▶ Excerpted passage:
+ + + + + + +

There's another key wrap mechanism for CMS used with PWRI, originally 
documented in RFC 3211.  RFC 3394 exists because NIST had invented a key wrap 
mechanism for AES and the RFC was created in order to specify its use with 
CMS.  RFC 3211 is a general-purpose (not tied to AES) key wrap mechanism. Note 
that it's malleable (due to use of CBC-MAC), but that's because it uses a 
primitive from a decade earlier that's been reasonably well-analyzed, and it's 
not obvious that it's a practical weakness or not (you can cause a partial 
garble of the key resulting in a decrypt failure, but flipping a bit in the 
ciphertext will do the same thing).  See Adam Back's original post:

http://marc.info/?l=cypherpunks&m=102010629817844&w=2

and my followup:

http://marc.info/?l=cypherpunks&m=102105438817072&w=2

Summary:

  It's amazing that there doesn't seem to be any published research on such a
  fundamental crypto mechanism, with the result that everyone has to invent
  their own way of doing it, usually badly.  We don't even have a decent
  threat model for this
  
  [...]

  The design goals I used were:

  1. Resistance to dictionary/password-guessing attacks above all else.

+ + + + + + +

▶ Supplied data:
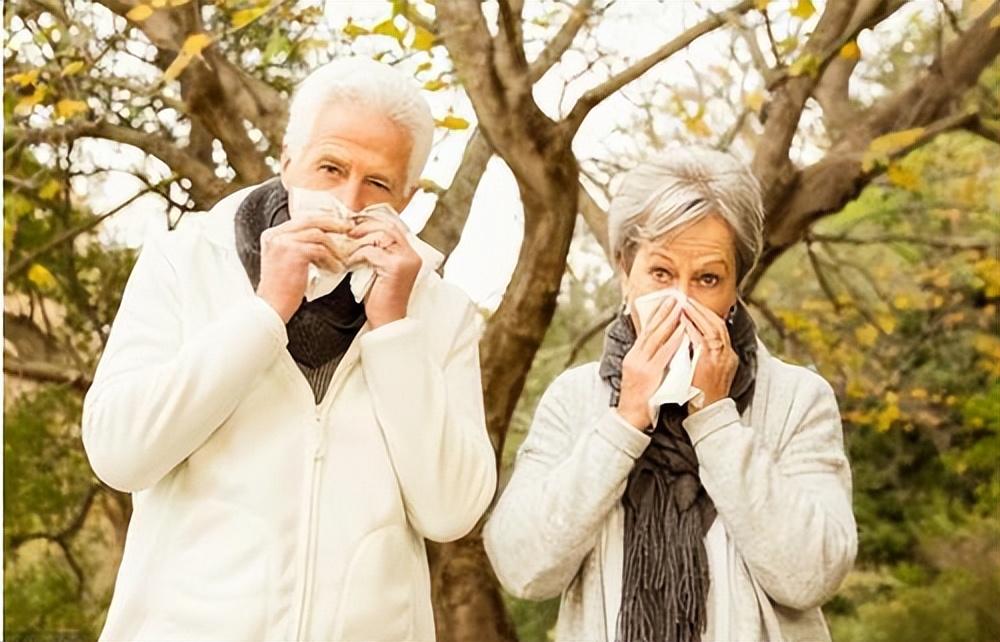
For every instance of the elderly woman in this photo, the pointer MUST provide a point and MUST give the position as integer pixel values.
(727, 517)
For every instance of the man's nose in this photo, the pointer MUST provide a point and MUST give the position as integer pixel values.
(349, 193)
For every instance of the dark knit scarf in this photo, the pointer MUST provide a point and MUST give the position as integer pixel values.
(320, 330)
(667, 511)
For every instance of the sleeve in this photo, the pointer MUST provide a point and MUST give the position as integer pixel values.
(565, 482)
(790, 517)
(432, 418)
(158, 395)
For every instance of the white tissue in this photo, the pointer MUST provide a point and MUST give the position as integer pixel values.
(320, 282)
(676, 386)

+ + + + + + +

▶ Instructions:
[1] Reproduce the passage on key wrap mechanisms in full, word for word.
[2] Render the records as a Markdown table with the columns Row and Line, covering only the lines from the one containing "For every instance of the man's" through the end of the records, both included, and omitting blank lines.

▶ Task answers:
[1]
There's another key wrap mechanism for CMS used with PWRI, originally 
documented in RFC 3211.  RFC 3394 exists because NIST had invented a key wrap 
mechanism for AES and the RFC was created in order to specify its use with 
CMS.  RFC 3211 is a general-purpose (not tied to AES) key wrap mechanism. Note 
that it's malleable (due to use of CBC-MAC), but that's because it uses a 
primitive from a decade earlier that's been reasonably well-analyzed, and it's 
not obvious that it's a practical weakness or not (you can cause a partial 
garble of the key resulting in a decrypt failure, but flipping a bit in the 
ciphertext will do the same thing).  See Adam Back's original post:

http://marc.info/?l=cypherpunks&m=102010629817844&w=2

and my followup:

http://marc.info/?l=cypherpunks&m=102105438817072&w=2

Summary:

  It's amazing that there doesn't seem to be any published research on such a
  fundamental crypto mechanism, with the result that everyone has to invent
  their own way of doing it, usually badly.  We don't even have a decent
  threat model for this
  
  [...]

  The design goals I used were:

  1. Resistance to dictionary/password-guessing attacks above all else.

[2]
| Row | Line |
|---|---|
| 1 | For every instance of the man's nose in this photo, the pointer MUST provide a point and MUST give the position as integer pixel values. |
| 2 | (349, 193) |
| 3 | For every instance of the dark knit scarf in this photo, the pointer MUST provide a point and MUST give the position as integer pixel values. |
| 4 | (320, 330) |
| 5 | (667, 511) |
| 6 | For every instance of the sleeve in this photo, the pointer MUST provide a point and MUST give the position as integer pixel values. |
| 7 | (565, 482) |
| 8 | (790, 517) |
| 9 | (432, 418) |
| 10 | (158, 395) |
| 11 | For every instance of the white tissue in this photo, the pointer MUST provide a point and MUST give the position as integer pixel values. |
| 12 | (320, 282) |
| 13 | (676, 386) |